(PROMPT): Lay out the material below as a Markdown table with the columns Row and Line, one row per line and no blank lines. Begin at the line that has "the window in" and stop after the line that has "pixel 17 546".

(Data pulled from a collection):
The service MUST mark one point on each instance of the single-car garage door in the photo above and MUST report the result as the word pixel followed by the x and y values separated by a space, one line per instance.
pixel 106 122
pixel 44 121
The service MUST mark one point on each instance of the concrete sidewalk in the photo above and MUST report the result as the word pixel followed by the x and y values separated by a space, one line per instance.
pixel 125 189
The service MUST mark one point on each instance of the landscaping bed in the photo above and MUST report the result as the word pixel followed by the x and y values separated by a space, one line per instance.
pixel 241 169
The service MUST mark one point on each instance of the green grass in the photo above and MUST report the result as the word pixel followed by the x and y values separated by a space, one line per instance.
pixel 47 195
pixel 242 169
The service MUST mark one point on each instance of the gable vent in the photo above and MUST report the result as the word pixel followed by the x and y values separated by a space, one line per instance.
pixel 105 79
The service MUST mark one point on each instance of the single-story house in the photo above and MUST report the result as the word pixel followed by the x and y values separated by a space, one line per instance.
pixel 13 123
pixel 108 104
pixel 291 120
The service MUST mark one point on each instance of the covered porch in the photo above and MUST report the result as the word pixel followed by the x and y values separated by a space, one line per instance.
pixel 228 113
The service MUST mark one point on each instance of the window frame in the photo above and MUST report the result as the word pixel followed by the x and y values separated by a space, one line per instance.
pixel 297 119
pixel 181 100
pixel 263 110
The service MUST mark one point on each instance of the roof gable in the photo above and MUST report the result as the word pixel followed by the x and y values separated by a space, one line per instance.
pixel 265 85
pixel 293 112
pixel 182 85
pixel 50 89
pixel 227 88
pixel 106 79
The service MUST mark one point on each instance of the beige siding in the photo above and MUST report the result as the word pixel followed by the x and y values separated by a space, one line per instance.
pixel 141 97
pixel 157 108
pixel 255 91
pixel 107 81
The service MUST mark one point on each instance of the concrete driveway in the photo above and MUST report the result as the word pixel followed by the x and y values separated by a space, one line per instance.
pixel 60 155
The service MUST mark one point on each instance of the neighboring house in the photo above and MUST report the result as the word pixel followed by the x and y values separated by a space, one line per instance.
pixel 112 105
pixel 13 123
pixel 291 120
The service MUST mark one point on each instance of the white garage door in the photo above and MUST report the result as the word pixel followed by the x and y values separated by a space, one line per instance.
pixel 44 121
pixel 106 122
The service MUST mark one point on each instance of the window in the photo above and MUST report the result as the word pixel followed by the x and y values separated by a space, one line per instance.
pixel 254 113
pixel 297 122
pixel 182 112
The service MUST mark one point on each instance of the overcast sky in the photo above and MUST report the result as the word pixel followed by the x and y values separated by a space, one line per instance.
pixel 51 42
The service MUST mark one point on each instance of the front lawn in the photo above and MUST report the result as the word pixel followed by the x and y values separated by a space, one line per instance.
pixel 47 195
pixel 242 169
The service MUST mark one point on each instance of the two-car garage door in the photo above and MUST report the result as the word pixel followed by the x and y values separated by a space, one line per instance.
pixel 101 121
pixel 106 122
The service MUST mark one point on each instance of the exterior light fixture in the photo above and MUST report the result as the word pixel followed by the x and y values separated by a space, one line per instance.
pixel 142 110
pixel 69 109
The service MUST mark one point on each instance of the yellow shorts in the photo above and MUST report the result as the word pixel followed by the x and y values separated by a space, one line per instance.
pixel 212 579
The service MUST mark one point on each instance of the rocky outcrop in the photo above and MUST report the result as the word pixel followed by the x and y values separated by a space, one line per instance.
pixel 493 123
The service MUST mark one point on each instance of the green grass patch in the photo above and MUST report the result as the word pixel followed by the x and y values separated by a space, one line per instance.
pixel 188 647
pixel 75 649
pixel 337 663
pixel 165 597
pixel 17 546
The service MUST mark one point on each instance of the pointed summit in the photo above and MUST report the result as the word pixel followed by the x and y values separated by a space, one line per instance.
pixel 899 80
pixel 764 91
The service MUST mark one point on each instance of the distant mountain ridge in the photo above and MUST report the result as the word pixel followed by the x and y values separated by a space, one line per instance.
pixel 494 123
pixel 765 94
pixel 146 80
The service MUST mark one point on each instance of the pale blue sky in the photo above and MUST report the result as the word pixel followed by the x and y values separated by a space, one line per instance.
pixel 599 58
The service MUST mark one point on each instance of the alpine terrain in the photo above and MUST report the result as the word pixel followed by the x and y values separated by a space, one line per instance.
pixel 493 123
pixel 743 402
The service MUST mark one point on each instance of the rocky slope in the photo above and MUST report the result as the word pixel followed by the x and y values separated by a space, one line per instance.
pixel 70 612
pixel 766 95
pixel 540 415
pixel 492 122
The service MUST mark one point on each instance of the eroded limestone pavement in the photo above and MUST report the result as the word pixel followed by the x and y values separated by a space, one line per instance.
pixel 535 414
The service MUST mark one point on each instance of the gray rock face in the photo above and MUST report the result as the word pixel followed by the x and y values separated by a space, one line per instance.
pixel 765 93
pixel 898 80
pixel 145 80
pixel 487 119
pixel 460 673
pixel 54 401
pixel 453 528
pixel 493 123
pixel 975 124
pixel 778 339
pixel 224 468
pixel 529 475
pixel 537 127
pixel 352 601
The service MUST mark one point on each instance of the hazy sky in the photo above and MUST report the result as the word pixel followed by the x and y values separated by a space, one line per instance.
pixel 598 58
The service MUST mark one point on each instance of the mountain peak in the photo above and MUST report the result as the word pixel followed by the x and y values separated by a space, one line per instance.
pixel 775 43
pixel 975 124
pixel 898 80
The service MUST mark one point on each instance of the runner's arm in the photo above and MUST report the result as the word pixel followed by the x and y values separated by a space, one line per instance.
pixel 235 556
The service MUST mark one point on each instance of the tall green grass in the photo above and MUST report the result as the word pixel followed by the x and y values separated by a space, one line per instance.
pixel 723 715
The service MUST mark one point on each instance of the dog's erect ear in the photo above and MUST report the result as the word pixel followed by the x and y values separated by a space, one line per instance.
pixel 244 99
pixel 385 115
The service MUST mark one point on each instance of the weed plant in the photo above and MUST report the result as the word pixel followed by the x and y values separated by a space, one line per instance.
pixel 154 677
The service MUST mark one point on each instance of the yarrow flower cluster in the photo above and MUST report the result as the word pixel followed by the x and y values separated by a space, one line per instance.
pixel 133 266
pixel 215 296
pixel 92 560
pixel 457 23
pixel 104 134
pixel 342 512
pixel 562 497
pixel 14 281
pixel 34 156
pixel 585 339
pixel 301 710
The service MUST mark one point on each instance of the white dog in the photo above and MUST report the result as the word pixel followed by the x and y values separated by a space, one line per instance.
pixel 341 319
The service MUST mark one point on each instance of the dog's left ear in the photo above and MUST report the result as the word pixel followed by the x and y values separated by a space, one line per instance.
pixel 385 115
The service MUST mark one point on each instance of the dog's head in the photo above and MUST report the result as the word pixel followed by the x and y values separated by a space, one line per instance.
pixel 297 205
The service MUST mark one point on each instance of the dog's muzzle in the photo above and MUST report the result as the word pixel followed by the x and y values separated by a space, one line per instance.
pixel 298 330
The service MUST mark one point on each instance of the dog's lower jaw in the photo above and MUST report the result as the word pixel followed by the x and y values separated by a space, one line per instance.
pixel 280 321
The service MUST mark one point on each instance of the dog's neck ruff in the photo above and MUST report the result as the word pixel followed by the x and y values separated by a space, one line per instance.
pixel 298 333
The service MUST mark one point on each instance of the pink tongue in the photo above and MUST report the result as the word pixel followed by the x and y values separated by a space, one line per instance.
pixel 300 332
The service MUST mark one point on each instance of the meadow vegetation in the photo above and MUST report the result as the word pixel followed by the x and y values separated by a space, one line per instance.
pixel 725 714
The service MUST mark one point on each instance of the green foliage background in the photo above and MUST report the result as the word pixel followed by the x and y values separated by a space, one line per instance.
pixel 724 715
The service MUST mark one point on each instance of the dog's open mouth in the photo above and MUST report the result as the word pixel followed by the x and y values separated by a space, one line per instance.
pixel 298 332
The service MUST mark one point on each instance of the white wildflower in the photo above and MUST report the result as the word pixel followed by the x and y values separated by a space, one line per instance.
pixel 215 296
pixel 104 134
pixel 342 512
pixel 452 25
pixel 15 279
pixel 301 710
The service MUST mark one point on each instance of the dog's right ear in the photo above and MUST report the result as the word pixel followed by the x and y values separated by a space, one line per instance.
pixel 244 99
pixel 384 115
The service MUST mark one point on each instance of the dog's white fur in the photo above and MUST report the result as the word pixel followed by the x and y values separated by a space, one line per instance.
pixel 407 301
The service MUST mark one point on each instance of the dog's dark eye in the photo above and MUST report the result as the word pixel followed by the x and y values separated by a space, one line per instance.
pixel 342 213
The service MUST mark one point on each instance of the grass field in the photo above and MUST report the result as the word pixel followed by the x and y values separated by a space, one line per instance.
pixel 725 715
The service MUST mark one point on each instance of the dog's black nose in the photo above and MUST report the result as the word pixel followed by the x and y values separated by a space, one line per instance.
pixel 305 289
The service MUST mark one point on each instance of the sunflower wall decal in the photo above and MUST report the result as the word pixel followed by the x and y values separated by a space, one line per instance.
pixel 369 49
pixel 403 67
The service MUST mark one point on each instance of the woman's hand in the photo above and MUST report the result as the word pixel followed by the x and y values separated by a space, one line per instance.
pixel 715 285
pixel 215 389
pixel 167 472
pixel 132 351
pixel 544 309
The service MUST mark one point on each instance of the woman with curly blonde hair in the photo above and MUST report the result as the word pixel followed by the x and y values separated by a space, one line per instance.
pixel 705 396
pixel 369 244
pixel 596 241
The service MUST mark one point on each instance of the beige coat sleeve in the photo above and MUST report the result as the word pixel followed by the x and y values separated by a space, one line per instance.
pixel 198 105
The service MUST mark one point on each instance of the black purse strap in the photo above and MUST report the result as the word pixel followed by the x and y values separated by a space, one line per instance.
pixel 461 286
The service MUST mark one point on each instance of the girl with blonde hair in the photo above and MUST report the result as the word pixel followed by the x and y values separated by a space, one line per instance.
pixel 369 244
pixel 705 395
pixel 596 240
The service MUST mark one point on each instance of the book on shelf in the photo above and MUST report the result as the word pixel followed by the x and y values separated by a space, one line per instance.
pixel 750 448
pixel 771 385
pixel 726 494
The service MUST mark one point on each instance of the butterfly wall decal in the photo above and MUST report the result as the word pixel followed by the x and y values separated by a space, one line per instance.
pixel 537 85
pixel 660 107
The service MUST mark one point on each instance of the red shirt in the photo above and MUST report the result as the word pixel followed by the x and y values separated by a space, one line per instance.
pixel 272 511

(EXERCISE RESULT):
| Row | Line |
|---|---|
| 1 | The service MUST mark one point on each instance of the window in the photo above and MUST report the result as the word pixel followed by the x and y values separated by a space, one line per instance. |
| 2 | pixel 254 113 |
| 3 | pixel 297 122 |
| 4 | pixel 182 112 |
| 5 | The service MUST mark one point on each instance of the overcast sky in the photo above and MUST report the result as the word pixel followed by the x and y values separated by a space, one line per instance. |
| 6 | pixel 51 42 |
| 7 | The service MUST mark one point on each instance of the front lawn in the photo above and MUST report the result as the word pixel followed by the x and y values separated by a space, one line per instance. |
| 8 | pixel 47 195 |
| 9 | pixel 242 169 |
| 10 | The service MUST mark one point on each instance of the two-car garage door in the photo above and MUST report the result as the word pixel followed by the x and y values separated by a space, one line per instance. |
| 11 | pixel 101 121 |
| 12 | pixel 106 122 |
| 13 | The service MUST mark one point on each instance of the exterior light fixture in the photo above and MUST report the result as the word pixel followed by the x and y values separated by a space, one line per instance. |
| 14 | pixel 142 110 |
| 15 | pixel 69 109 |
| 16 | The service MUST mark one point on each instance of the yellow shorts in the photo above and MUST report the result as the word pixel followed by the x and y values separated by a space, one line per instance. |
| 17 | pixel 212 579 |
| 18 | The service MUST mark one point on each instance of the rocky outcrop in the photo above and MUST report the result as the word pixel followed by the x and y values separated by a space, one line per instance. |
| 19 | pixel 493 123 |
| 20 | The service MUST mark one point on each instance of the green grass patch in the photo above and MUST report the result as the word pixel followed by the x and y values separated by a space, one line per instance. |
| 21 | pixel 188 647 |
| 22 | pixel 75 649 |
| 23 | pixel 337 663 |
| 24 | pixel 165 597 |
| 25 | pixel 17 546 |